◆ SELECTED EXTRACT ◆
** start **
Since the commencement of the present suit plaintiffs have filed suit in the District Court of the United States for Puerto Rico against the Yabucoa Sugar Company, another purchaser and user of intervenors’ sugar juice clarifying apparatus, and apparently of identical construction to that complained of in the present suit. The infringement of plaintiffs’ process patent 1,503,657 charged in the present cause and the infringement of that process patent charged in the Puerto Rico suit involves however the manner and purpose of the use of the “Seip Clarifier”, and the use charged to be an infringement in the Puerto Rico case goes beyond the use charged to be an infringement in the present suit. Consequently plaintiffs charge infringement in the Puerto Rico suit, but do not charge infringement in this cause, of claim 3 of patent 1,503,657, which claim sets forth an improved method of separating sugar juices from solid matter admixed therewith in which the solids are settled out of and separated from the main body of juice in the form of a sludge or “thickened product” and in which the sludge is subjected to filtration; said method being characterized by the fact that the filtration is effected continuously in a filter of the reduced pressure type, and by the fact that the solid settling steps specified in the claim are adapted to continuously produce a sludge or thickened product of such character that its continuous filtration in a filter of the reduced pressure type is economically feasible.

The issues involved in the two suits are, therefore, not the same, and the question of validity of claim 3 of the process patent, and infringement thereof by the use of' the sugar juice clarifying apparatus of intervenors’ manufacture and sale in the manner in which it is used with a continuous filter in Puerto Rico, and the question of recovery of profits and damages for such use cannot be tried in the present cause.

The president of the plaintiff The Dorr Co., Inc., acting on the advice of counsel, and in good faith, for the purpose of securing enforcement of plaintiffs’ patent rights, after plaintiffs had received salesmen’s reports and other information to the effect that efforts being made to sell Seip clarifiers included representations to prospective customers that plaintiffs’ two patents relied on in this cause and in the Puerto Rico suit are invalid, and in the belief that the said patents are valid and with the expectation and hope of obtaining a substantial monetary recovery based on the advantages and savings derived by the respective defendants from their infringements, authorized the initiation of this cause and the initiation of the Puerto Rico suit, being influenced to authorize the initiation of the Puerto Rico suit, prior to the trial of this ‘cause, by his understanding and belief that the use in Puerto Rico infringed claim 3 of patent 1,503,657, and that defendant in this cause had not infringed or threatened to infringe that claim; and by the fact that plaintiffs have at all times considered that claim to be a valuable one and have licensed the use of the methods set forth therein in many sugar juice clarifying plants in this and other countries. So far as appears in this case there has been no use of the Seip clarifier in the method of claim 3 of patent 1,503,657 other than the use complained of in the Puerto Rico suit.
** end **
◆ ENTRIES PROVIDED ◆
** start **
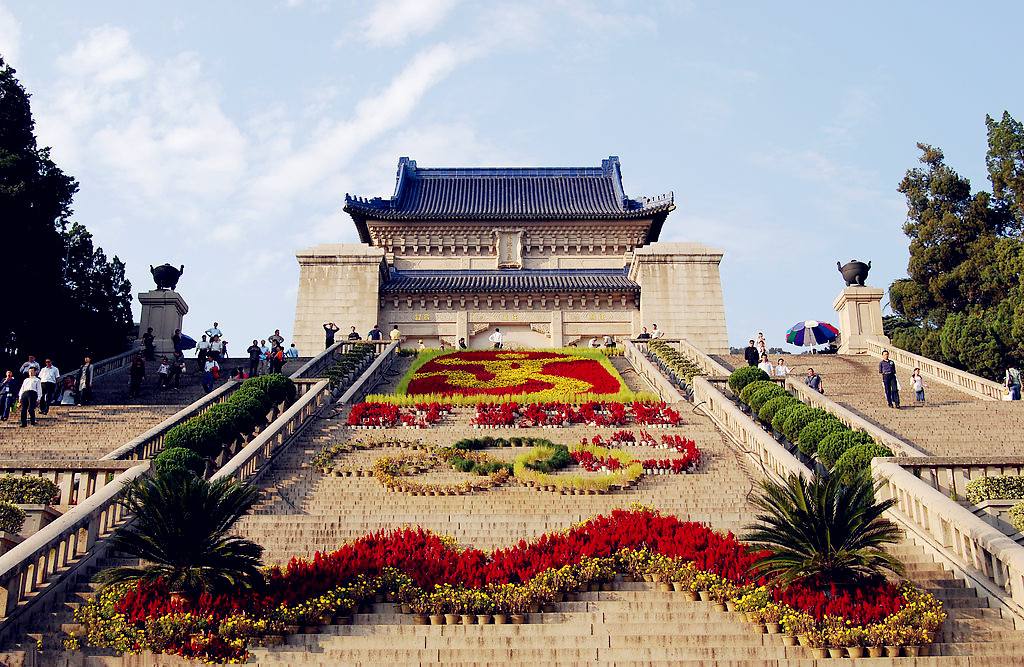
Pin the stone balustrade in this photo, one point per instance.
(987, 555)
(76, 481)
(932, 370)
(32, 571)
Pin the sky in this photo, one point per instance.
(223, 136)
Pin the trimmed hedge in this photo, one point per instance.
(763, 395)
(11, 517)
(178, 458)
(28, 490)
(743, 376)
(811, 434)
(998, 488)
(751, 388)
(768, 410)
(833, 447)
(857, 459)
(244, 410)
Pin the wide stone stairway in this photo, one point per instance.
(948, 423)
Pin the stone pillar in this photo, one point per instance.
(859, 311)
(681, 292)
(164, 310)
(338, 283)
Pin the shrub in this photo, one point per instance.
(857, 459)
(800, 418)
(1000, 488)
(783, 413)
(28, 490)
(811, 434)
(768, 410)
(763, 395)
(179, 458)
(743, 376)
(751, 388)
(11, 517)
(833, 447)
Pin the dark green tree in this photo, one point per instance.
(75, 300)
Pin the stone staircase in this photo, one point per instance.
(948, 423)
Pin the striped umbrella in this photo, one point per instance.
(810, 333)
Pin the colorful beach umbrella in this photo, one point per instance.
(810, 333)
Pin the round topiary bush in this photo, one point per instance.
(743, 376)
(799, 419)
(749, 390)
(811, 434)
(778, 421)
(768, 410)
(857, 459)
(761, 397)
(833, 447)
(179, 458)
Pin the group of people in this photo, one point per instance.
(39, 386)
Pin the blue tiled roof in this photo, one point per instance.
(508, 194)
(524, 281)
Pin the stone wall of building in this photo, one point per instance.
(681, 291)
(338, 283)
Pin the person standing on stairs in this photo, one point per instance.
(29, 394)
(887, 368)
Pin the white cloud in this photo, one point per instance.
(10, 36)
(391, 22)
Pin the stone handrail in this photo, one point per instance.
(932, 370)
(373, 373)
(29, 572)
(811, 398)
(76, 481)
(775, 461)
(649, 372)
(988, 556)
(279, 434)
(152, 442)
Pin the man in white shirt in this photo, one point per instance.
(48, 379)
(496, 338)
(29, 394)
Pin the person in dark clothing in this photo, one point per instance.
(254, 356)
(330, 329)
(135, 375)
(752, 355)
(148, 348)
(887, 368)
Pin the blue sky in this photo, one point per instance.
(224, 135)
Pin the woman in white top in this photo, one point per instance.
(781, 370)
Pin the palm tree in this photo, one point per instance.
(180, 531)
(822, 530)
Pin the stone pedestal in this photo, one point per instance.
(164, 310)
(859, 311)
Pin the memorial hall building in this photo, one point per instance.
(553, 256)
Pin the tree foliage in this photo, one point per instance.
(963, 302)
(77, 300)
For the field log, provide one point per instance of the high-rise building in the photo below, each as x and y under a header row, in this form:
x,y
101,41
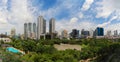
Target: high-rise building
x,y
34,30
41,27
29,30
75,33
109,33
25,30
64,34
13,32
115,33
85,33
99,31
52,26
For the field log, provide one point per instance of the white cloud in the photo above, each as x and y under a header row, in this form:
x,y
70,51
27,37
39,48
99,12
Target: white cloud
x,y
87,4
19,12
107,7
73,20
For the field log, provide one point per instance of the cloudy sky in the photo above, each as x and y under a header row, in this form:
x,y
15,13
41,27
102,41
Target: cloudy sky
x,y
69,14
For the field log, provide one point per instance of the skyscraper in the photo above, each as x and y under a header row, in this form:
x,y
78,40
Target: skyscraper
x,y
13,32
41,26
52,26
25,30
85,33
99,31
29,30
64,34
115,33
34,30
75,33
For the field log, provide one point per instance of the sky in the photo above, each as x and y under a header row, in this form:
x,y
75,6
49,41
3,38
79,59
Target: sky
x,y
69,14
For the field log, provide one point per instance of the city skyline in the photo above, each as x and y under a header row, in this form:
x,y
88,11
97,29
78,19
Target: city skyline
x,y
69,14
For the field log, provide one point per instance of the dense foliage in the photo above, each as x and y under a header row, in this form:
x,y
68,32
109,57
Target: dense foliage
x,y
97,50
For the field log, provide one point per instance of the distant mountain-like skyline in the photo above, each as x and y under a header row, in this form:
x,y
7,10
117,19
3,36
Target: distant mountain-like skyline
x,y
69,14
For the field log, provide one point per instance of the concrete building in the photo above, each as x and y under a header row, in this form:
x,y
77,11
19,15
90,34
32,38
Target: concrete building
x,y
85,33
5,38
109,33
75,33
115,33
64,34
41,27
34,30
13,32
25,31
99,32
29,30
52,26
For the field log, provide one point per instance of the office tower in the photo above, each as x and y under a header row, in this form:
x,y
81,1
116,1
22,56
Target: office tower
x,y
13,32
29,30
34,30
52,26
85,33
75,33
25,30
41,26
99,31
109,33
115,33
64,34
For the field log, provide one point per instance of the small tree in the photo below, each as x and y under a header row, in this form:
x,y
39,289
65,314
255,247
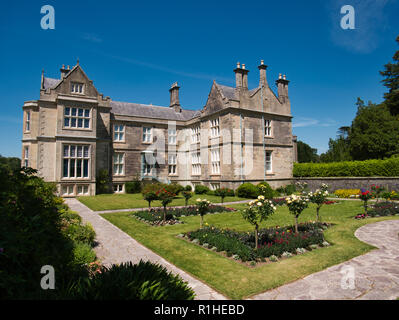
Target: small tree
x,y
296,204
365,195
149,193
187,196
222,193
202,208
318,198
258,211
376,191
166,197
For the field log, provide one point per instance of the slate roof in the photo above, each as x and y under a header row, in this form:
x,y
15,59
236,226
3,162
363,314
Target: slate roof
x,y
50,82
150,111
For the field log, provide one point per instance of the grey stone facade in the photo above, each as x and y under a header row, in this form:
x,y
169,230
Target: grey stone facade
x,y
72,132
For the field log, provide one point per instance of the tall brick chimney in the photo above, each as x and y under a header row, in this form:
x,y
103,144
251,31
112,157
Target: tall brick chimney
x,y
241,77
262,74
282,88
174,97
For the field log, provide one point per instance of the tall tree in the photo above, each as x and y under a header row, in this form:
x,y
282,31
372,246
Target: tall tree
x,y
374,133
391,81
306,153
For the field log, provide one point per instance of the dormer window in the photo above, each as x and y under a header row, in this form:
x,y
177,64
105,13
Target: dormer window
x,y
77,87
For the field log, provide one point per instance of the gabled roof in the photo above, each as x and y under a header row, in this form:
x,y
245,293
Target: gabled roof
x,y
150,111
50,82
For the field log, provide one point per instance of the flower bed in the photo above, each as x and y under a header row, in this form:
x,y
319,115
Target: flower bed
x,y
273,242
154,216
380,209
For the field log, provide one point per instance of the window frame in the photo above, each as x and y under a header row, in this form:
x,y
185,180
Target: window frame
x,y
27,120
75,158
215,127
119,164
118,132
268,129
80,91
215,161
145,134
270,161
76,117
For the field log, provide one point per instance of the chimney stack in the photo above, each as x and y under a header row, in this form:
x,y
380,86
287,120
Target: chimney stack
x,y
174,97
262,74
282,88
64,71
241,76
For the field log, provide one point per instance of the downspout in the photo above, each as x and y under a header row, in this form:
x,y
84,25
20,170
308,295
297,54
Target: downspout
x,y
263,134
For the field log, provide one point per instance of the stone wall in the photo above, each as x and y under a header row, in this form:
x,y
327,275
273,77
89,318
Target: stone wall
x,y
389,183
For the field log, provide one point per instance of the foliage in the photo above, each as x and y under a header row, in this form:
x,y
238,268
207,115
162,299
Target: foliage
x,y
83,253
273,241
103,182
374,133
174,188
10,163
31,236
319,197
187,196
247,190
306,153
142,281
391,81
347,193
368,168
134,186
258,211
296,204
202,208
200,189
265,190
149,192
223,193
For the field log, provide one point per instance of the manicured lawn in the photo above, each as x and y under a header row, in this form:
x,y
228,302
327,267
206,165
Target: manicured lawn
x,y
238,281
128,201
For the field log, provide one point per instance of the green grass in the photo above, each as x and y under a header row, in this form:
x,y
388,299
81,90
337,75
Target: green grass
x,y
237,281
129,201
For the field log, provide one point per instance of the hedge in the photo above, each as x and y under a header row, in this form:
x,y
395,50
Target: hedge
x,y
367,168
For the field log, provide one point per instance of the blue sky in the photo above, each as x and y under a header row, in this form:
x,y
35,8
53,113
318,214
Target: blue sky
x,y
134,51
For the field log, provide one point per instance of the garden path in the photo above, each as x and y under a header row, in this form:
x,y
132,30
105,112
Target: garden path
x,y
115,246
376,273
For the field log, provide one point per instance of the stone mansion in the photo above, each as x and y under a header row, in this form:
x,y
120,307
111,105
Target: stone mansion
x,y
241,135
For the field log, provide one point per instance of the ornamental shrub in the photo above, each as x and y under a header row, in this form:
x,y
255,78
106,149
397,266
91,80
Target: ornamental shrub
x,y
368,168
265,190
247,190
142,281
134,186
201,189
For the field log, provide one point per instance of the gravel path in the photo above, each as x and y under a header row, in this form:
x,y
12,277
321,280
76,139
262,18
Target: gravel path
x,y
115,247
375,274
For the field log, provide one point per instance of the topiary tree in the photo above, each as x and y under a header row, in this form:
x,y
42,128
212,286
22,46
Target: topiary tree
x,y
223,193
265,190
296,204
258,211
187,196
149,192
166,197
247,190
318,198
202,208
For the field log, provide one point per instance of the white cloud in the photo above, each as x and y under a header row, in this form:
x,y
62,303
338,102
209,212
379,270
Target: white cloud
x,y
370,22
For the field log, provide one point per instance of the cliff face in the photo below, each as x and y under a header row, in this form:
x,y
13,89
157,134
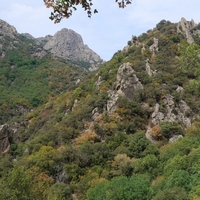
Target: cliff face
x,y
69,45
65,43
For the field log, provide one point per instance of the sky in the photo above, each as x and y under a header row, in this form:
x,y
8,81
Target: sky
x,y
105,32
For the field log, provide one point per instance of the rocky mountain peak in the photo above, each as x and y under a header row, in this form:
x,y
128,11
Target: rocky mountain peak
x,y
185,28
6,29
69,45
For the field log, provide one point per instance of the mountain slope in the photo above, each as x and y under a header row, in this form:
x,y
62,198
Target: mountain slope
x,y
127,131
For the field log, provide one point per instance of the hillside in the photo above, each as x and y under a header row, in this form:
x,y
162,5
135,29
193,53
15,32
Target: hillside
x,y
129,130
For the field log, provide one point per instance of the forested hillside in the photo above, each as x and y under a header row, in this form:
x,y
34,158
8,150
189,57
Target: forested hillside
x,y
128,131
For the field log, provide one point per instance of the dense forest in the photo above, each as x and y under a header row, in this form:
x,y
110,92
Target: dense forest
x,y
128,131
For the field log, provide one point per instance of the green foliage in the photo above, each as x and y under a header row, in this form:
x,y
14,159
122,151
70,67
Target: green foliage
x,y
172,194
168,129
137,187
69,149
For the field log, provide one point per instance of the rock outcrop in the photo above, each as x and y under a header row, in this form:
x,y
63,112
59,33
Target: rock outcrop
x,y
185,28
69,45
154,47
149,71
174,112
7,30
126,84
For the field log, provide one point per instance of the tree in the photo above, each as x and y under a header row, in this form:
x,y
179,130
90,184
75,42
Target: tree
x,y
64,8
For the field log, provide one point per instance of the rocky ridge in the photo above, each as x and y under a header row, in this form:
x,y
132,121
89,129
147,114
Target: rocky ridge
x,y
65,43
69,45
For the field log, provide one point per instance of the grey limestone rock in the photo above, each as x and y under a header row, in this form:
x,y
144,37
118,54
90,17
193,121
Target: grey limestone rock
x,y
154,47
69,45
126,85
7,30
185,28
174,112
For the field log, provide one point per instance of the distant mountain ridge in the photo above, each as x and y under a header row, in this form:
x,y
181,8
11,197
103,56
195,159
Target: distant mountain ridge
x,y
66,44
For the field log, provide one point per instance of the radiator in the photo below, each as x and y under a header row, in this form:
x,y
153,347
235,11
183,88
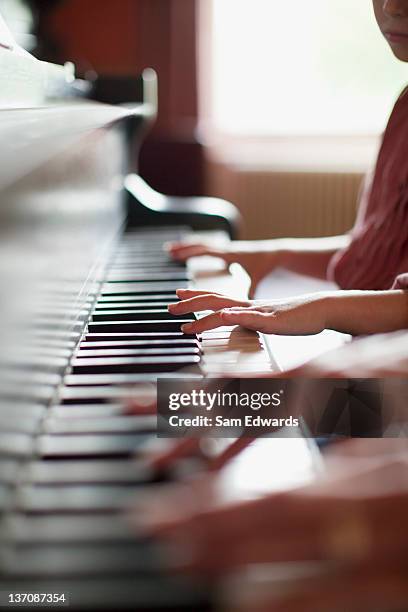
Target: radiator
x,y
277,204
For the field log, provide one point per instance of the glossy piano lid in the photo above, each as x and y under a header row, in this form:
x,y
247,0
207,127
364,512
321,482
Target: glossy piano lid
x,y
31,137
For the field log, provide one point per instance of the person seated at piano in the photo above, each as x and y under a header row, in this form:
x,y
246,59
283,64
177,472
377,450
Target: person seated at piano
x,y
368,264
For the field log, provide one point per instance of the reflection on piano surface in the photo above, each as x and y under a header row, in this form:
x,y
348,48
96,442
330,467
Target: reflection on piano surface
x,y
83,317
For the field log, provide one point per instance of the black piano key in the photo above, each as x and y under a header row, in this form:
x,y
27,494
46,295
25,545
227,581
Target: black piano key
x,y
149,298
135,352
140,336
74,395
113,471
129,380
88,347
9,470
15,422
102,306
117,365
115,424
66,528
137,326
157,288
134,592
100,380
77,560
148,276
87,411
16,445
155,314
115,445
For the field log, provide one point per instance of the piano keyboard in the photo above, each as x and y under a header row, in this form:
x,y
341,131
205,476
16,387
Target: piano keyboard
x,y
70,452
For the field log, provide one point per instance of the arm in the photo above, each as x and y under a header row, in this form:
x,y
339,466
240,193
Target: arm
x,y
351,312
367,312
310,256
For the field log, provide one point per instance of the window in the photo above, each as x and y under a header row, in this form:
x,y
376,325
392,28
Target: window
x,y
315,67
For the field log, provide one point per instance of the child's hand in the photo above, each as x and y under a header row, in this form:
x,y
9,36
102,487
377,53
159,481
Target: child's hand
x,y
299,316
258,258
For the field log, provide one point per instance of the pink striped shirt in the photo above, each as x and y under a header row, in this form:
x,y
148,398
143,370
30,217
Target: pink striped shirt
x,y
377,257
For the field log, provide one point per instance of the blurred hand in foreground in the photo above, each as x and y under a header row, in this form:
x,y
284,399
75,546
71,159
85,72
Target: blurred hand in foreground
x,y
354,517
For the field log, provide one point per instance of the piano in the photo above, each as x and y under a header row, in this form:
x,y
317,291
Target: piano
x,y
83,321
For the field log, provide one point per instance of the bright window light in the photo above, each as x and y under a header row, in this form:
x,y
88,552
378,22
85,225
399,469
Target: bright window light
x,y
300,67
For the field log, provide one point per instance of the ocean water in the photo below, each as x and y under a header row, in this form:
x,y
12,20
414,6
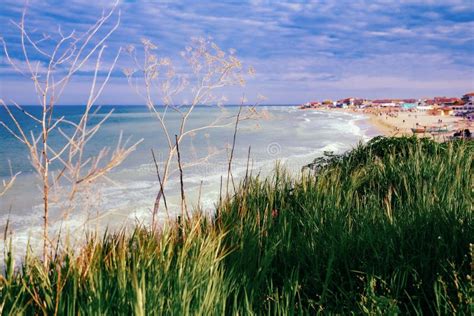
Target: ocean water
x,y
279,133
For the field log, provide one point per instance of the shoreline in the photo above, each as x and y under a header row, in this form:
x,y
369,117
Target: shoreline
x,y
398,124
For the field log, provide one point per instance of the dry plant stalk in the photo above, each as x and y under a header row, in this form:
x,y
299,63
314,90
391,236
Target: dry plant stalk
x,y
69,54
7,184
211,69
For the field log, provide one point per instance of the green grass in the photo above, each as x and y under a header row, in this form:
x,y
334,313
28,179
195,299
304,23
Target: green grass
** end **
◆ TASK PROMPT ◆
Set down the part of the patent-suit text starting at "The issues involved" and ending at "the present cause.", word for word.

◆ TASK RESPONSE ◆
The issues involved in the two suits are, therefore, not the same, and the question of validity of claim 3 of the process patent, and infringement thereof by the use of' the sugar juice clarifying apparatus of intervenors’ manufacture and sale in the manner in which it is used with a continuous filter in Puerto Rico, and the question of recovery of profits and damages for such use cannot be tried in the present cause.